--- TRECHO DO TEXTO ---

Carta 6: Sobre Compartilhar Conhecimento

Sêneca diz que nada é agradável de se possuir sem amigos para compartilhar.  Pede que Lucílio continue estudando, não só através de livros, mas principalmente através de exemplos, e, principalmente, que compartilhe com os outros o que tem aprendido.

Cleantes não poderia ter sido a imagem expressa de Zenão se ele tivesse apenas ouvido suas palestras; não, ele compartilhou sua vida, viu em seus propósitos ocultos e observou-o para ver se ele vivia de acordo com suas próprias regras. Platão, Aristóteles e toda a multidão de sábios que estavam destinados a seguir cada um o seu caminho diferente, tiraram mais proveito do caráter do que das palavras de Sócrates. Não era a sala de aula de Epicuro, mas viver juntos sob o mesmo teto, que fez grandes homens de Metrodoro, Hermarco e Polieno.” (Carta VI, §6)

(imagem: Escola de Atenas – por Raphael )


VI. Sobre compartilhar conhecimento

Saudações de Sêneca a Lucílio.

1. Sinto, meu caro Lucílio, que não só estou me corrigindo; além disso, me estou transfigurando. Entretanto, ainda não me asseguro, nem concedo a esperança de que não haja em mim elementos que precisem ser mudados. Claro que há muitos que devem ser feitos mais consistentes ou mais afiados ou serem conduzidos a maior destaque. E, realmente, esse mesmo fato é prova de que meu espírito está transformado em algo melhor, que ele pode ver suas próprias falhas, das quais antes era ignorante. Em certos casos, os doentes são parabenizados apenas porque eles perceberam que estão doentes.

2. Desejo, portanto, comunicar-lhe esta repentina mudança em mim: eu deveria então começar a depositar uma confiança mais segura em nossa amizade, a verdadeira amizade que a esperança, o medo e o interesse próprio não podem romper, a amizade em que e para a qual os homens podem encontrar a morte.

3. Eu posso mostrar-lhe muitos a quem têm faltado não um amigo, mas uma amizade; isso, no entanto, não pode acontecer quando as almas são unidas por inclinações idênticas em uma aliança de desejos honestos. E por que não pode acontecer? Porque em tais casos os homens sabem que têm todas as coisas em comum, especialmente suas aflições. Você não pode conceber o nítido progresso que eu percebo que cada dia me traz.

---

EXERCÍCIO PROPOSTO 1
Extraia dos registros todas as linhas que contêm a palavra "pink", levando em conta maiúsculas e minúsculas.

--- DADOS DO EXERCÍCIO ---

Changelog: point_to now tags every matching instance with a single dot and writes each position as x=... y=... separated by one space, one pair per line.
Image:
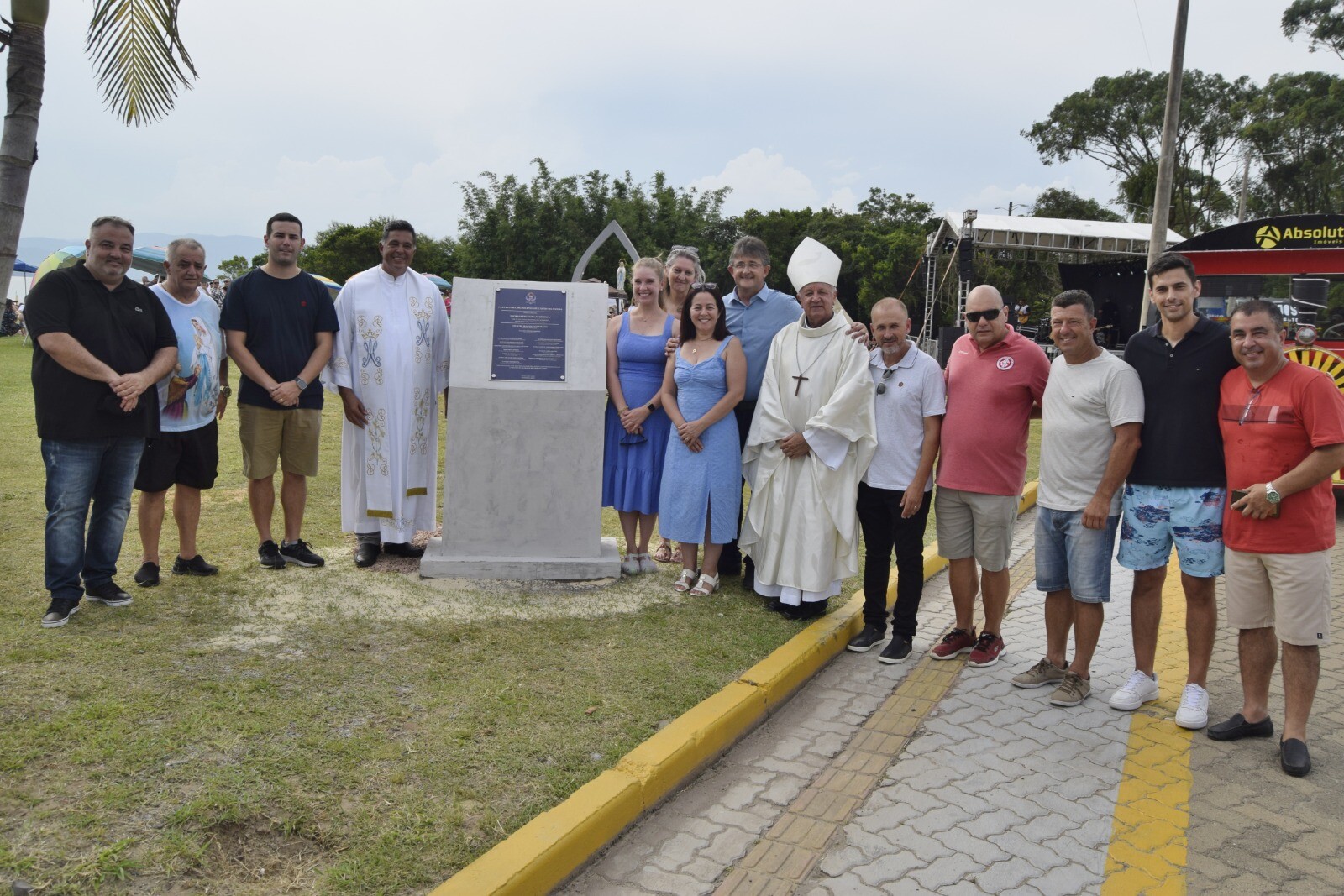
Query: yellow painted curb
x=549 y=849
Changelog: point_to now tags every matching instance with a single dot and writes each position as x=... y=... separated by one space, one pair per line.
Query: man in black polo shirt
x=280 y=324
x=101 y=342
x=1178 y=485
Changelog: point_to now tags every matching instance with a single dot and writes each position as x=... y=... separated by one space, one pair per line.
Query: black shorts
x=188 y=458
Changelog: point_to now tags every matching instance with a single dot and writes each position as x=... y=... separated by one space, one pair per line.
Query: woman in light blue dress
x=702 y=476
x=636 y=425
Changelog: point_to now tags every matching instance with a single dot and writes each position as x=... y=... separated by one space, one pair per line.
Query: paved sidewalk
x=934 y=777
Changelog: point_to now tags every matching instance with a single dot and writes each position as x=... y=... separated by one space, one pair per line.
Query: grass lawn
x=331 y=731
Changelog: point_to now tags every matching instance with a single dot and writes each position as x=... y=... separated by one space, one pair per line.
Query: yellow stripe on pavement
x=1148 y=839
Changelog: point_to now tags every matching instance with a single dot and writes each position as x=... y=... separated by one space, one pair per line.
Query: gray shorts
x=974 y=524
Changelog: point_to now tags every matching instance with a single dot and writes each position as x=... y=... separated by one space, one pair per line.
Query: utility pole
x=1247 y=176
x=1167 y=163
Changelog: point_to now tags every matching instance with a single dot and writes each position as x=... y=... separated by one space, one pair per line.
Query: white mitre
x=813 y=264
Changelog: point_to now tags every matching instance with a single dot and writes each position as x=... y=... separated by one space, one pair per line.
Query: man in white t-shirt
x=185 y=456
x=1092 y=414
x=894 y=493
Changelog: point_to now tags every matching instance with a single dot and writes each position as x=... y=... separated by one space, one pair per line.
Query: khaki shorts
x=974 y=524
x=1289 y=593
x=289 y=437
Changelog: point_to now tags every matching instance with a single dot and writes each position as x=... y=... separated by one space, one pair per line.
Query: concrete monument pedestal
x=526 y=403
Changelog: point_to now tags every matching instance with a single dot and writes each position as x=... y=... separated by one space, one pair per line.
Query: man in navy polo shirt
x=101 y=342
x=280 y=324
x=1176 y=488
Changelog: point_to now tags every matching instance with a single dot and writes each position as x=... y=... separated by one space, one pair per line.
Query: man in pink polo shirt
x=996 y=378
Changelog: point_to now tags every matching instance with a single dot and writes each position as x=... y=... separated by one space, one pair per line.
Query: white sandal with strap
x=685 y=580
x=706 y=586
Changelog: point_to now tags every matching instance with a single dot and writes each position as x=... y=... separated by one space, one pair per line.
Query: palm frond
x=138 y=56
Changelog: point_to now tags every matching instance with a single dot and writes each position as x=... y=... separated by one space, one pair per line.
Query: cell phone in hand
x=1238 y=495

---
--- DADOS DO EXERCÍCIO ---

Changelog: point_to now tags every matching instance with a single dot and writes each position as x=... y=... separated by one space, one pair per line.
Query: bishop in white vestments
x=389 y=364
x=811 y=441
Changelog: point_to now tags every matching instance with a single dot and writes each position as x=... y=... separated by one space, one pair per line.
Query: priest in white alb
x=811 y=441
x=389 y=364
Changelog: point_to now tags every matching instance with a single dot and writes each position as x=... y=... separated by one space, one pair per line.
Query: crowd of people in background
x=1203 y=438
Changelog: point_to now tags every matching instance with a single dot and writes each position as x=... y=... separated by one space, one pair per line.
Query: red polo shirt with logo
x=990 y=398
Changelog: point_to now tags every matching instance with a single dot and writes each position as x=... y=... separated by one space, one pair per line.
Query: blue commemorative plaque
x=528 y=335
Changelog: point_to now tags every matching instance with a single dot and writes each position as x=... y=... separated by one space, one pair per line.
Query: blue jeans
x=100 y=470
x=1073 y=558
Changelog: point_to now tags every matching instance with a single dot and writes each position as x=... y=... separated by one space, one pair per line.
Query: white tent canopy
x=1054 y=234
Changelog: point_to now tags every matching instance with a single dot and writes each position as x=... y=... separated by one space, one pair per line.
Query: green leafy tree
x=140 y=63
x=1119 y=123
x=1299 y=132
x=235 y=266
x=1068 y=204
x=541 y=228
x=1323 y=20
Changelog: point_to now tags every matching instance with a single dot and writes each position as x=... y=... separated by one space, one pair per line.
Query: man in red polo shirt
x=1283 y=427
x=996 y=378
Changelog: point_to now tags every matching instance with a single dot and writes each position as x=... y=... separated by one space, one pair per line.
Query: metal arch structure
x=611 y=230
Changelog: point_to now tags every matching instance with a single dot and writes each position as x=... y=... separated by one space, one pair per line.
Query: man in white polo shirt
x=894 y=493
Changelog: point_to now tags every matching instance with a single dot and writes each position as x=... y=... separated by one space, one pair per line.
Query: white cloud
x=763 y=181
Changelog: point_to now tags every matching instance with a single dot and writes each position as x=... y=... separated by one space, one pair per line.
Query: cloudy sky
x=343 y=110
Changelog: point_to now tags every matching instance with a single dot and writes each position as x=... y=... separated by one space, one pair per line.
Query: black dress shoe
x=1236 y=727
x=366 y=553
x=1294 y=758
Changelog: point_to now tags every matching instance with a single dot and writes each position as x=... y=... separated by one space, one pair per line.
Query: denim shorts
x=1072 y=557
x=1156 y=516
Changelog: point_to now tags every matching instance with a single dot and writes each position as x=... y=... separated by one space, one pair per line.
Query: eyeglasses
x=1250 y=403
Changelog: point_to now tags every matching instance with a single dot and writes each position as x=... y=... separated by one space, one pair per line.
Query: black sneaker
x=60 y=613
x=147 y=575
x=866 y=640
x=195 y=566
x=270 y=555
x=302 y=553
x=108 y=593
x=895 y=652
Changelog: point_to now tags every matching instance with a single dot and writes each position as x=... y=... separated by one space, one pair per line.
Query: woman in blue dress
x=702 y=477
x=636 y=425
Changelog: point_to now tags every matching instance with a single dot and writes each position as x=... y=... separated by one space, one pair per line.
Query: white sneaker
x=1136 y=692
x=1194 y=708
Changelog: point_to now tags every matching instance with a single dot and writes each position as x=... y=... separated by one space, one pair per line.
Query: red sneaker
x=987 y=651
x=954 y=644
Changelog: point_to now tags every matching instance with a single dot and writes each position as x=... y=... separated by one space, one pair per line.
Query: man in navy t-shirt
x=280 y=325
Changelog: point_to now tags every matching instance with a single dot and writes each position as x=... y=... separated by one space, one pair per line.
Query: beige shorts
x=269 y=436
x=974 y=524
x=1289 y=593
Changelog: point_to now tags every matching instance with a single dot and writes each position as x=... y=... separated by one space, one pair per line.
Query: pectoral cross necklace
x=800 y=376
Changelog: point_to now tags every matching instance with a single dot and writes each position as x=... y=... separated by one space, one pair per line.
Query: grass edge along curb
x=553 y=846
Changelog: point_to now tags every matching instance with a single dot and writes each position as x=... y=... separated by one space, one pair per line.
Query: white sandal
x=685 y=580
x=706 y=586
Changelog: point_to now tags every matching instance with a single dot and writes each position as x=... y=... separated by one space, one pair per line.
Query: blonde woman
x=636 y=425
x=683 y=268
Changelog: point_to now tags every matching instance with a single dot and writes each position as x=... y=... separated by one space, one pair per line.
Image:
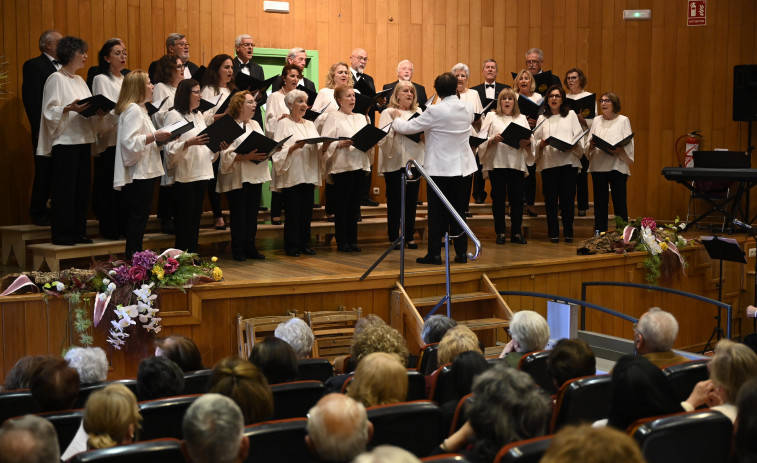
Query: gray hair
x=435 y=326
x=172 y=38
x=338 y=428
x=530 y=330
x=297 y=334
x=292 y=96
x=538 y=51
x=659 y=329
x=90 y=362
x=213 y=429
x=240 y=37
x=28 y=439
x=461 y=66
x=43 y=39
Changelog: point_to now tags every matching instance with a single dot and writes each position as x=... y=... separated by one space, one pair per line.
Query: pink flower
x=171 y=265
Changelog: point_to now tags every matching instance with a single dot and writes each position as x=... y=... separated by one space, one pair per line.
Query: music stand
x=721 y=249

---

EXERCÍCIO PROPOSTO 2
De acordo com a carta sobre compartilhar conhecimento, o que fez grandes homens de Metrodoro, Hermarco e Polieno?

RESPOSTA CORRETA 1
Query: man in pink polo shirt
Query: pink flower

RESPOSTA CORRETA 2
Viver juntos sob o mesmo teto, e não a sala de aula de Epicuro.